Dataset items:
==============================

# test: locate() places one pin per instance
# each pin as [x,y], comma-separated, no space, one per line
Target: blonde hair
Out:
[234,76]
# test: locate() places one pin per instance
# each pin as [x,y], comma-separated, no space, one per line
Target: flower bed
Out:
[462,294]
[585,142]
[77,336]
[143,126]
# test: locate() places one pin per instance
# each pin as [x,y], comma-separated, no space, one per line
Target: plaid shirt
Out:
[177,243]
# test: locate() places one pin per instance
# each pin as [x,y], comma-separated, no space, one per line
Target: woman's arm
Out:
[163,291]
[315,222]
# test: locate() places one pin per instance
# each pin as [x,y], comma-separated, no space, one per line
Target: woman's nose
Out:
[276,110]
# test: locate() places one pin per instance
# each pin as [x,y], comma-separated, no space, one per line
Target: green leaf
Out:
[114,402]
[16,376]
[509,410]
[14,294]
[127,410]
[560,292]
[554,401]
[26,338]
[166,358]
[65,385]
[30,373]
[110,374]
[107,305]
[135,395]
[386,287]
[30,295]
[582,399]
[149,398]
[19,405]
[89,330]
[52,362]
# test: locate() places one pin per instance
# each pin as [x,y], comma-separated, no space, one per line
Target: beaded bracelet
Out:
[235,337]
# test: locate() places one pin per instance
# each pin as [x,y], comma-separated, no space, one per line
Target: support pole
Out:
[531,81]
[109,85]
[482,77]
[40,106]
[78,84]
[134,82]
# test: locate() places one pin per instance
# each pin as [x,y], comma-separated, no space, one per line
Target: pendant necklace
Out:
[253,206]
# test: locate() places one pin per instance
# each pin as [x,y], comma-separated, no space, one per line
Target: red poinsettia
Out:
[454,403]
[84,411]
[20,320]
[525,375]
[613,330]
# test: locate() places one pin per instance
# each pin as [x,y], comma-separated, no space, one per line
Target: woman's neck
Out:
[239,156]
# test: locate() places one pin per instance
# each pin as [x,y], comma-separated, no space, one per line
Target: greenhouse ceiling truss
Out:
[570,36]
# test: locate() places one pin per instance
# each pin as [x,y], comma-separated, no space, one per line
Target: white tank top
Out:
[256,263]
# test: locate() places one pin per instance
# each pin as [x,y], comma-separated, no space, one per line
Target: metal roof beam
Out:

==============================

## TASK REQUIREMENTS
Print every entry exactly as it appears.

## RESPONSE
# test: locate() places one pin per instance
# each pin as [x,y], comma-separated, no space, one per line
Target: blonde hair
Out:
[234,76]
# test: locate() places one pin per instance
# each pin as [x,y], comma-separated, no space, one per line
Target: flower bed
Out:
[462,294]
[585,142]
[77,336]
[143,126]
# test: locate() places one pin per instance
# each pin as [x,y], comma-separated, no space, one per line
Target: plaid shirt
Out:
[177,243]
# test: locate() places one pin per instance
# each pin as [x,y], comma-separated, no space, one per line
Target: woman's arm
Out:
[163,291]
[315,222]
# test: locate() places one pin per instance
# each pin as [x,y], comma-separated, no space, one per line
Target: woman's nose
Out:
[276,110]
# test: locate() places one pin per instance
# each pin as [x,y], comma-separated, no space, one per line
Target: green leaf
Out:
[114,402]
[16,376]
[509,410]
[14,294]
[127,410]
[560,292]
[554,401]
[26,338]
[166,358]
[65,385]
[30,373]
[110,374]
[107,305]
[135,395]
[386,287]
[30,295]
[582,399]
[149,398]
[19,405]
[89,330]
[52,362]
# test: locate() places one pin per instance
# each pin as [x,y], comma-separated, no space, one per line
Target: beaded bracelet
Out:
[235,337]
# test: locate() places one pin per instance
# each pin as [x,y], comma-separated, no space, one per line
Target: support pole
Out:
[531,81]
[109,85]
[482,77]
[40,106]
[78,84]
[134,82]
# test: locate() places one pin per instance
# each pin as [x,y], comma-separated, no space, one per line
Target: pendant necklace
Out:
[253,206]
# test: locate() places one pin per instance
# each pin as [x,y], comma-separated, no space, one per line
Target: red poinsettia
Out:
[454,403]
[84,411]
[20,320]
[525,375]
[613,330]
# test: locate() places one pin per instance
# each pin as [x,y], comma-separated, no space, one per line
Target: woman's neck
Out:
[239,156]
# test: locate() places one pin per instance
# each pin as [x,y], comma-separated, no space, one per line
Target: greenhouse ceiling truss
Out:
[570,36]
# test: locate() places one pin per instance
# each pin as [x,y], comma-separated, no space, one per line
Target: white tank top
Out:
[256,263]
# test: locate() places one pin per instance
# each pin as [x,y], comma-separated, no space, one per line
Target: metal roof beam
Out:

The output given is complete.